Awesome. So now that we’ve briefly covered fistulas, let’s return to peripheral vasculature, this time in the lower extremities.


Lower Extremity:


Can you please tell us about some of the diagnostic modalities that are used to examine perfusion in the lower extremities? 

-          Diagnostic Modalities:

-          ABIs: Ankle-brachial index measurement requires calculating the ratio of the highest ankle systolic pressure (posterior tibial artery or dorsalis pedis) over the highest brachial systolic pressure. Regardless of whether you’re doing the R or L ABI, use the higher arm pressure for both ratios. Normal ABI >0.9, severe disease indicated by ABI<0.5, and CLI by ABI<0.3. The ankle-brachial index in diabetic patients is frequently unreliable due to incompressibility of the tibial vessels at the level of the cuff secondary to calcification. Consequently, toe pressures are mandatory in all patients with diabetes mellitus. Normal TBI>0.7.

-       TcPO2: When there is significant tissue loss, preventing TBI measurement, another option is transcutaneous oximetry (TcPO2).  Transcutaneous oximetry is a non-invasive method of measuring the tissue partial pressure of oxygen through a heated sensor on the skin. A TcPO2 value of 40 mmHg is the critical value below which wound healing is impaired and ischemia develops.

Are there other non-invasive ways of determining extremity perfusion?

-          PVRs: Pulse volume recordings. Normal PVR waveforms have a rapid upstroke, sharp peak, prominent dicrotic notch and downslope. Typically 4 cuffs. High thigh cuff should be 30% greater than brachial pressure, hence a thigh-brachial index of 1.3 is normal. However, ABI/PVRs may not demonstrate significantly abnormal values/waveforms in individuals with single level disease. (Image 12: PVRs- normal right leg and abnormal left leg)

-          Exercise Test: During exercise testing, patients are placed on a treadmill after baseline resting ABIs are measured. The patient is then asked to walk for 5 minutes or until physical discomfort requires test cessation. The point when a patient stops is defined as the absolute claudication distance. Diagnostic criteria for a positive test include a drop-in ankle pressure of greater than 20 mmHg from baseline, drop in ABI greater than 0.2 from baseline, or inability of ankle pressures to return to baseline after 3 minutes.

So just to briefly summarize, what are parameters associated with poor wound healing?

-       Parameters associated with poor wound healing: Considering these various testing modalities, what are factors associated with poor likelihood of wound healing? An ankle pressure <50 mmHg, ABI < 0.40, TcPO2 <20 mmHg, or a toe pressure <20 mmHg are considered predictive of non-healing.

#### EXERCISE REQUIREMENTS:
1. Extract the perfusion notes between "-       Parameters associated" and "predictive of non-healing.", inclusive.
2. State whether each statement agrees with the perfusion notes, answering yes or no and quoting the words that decide it: (a) A normal ankle-brachial index is greater than 0.9. (b) During exercise testing, the patient is asked to walk for 10 minutes. (c) A thigh-brachial index of 1.3 is normal.

#### EXTRACTED RECORDS:
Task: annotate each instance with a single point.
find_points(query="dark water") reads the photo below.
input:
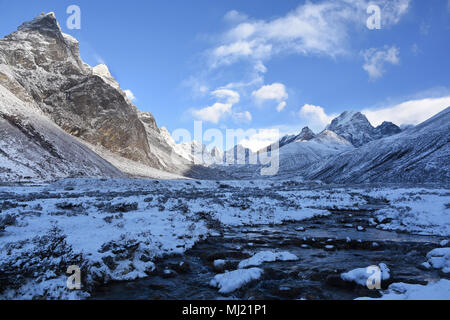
(314, 276)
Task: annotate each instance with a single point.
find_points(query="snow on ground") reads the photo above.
(403, 291)
(267, 256)
(439, 259)
(416, 210)
(231, 281)
(114, 229)
(361, 275)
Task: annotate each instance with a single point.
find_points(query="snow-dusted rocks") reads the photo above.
(267, 256)
(361, 275)
(234, 280)
(416, 155)
(402, 291)
(41, 66)
(439, 259)
(355, 127)
(33, 148)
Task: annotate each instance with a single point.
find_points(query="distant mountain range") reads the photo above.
(60, 117)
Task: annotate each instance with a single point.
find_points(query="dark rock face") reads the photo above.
(387, 129)
(40, 64)
(305, 135)
(354, 127)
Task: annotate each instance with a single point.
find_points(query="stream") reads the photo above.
(326, 247)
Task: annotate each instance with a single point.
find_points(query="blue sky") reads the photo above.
(232, 63)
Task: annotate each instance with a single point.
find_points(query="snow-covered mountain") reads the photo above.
(33, 148)
(355, 127)
(41, 66)
(301, 154)
(419, 154)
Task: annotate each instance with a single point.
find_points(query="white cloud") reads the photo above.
(376, 59)
(276, 91)
(234, 16)
(312, 28)
(316, 116)
(245, 116)
(230, 96)
(409, 112)
(130, 95)
(281, 106)
(218, 110)
(199, 88)
(262, 139)
(213, 113)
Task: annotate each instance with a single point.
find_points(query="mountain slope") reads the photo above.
(40, 65)
(33, 148)
(299, 155)
(355, 127)
(417, 155)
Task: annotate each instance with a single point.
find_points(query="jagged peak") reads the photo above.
(43, 21)
(347, 117)
(329, 135)
(103, 72)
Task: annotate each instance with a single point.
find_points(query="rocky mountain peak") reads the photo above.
(103, 72)
(354, 127)
(306, 134)
(43, 22)
(387, 129)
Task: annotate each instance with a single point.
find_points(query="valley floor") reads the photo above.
(142, 239)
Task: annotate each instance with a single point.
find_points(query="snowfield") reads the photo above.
(403, 291)
(232, 281)
(115, 229)
(361, 275)
(267, 256)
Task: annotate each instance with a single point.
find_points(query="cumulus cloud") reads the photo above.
(275, 92)
(312, 28)
(218, 110)
(376, 59)
(245, 116)
(409, 112)
(315, 116)
(130, 95)
(281, 106)
(263, 138)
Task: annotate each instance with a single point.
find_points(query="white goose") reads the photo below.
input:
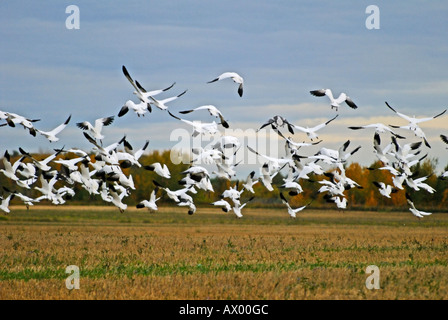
(335, 103)
(95, 131)
(51, 135)
(235, 77)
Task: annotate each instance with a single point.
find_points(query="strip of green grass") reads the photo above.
(129, 271)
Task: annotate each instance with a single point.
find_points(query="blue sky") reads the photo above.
(283, 49)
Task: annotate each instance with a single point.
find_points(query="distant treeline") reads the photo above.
(365, 198)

#### SOLUTIONS BELOW:
1.
-       Parameters associated with poor wound healing: Considering these various testing modalities, what are factors associated with poor likelihood of wound healing? An ankle pressure <50 mmHg, ABI < 0.40, TcPO2 <20 mmHg, or a toe pressure <20 mmHg are considered predictive of non-healing.

2.
(a) Yes: "Normal ABI >0.9"
(b) No: "The patient is then asked to walk for 5 minutes or until physical discomfort requires test cessation."
(c) Yes: "hence a thigh-brachial index of 1.3 is normal"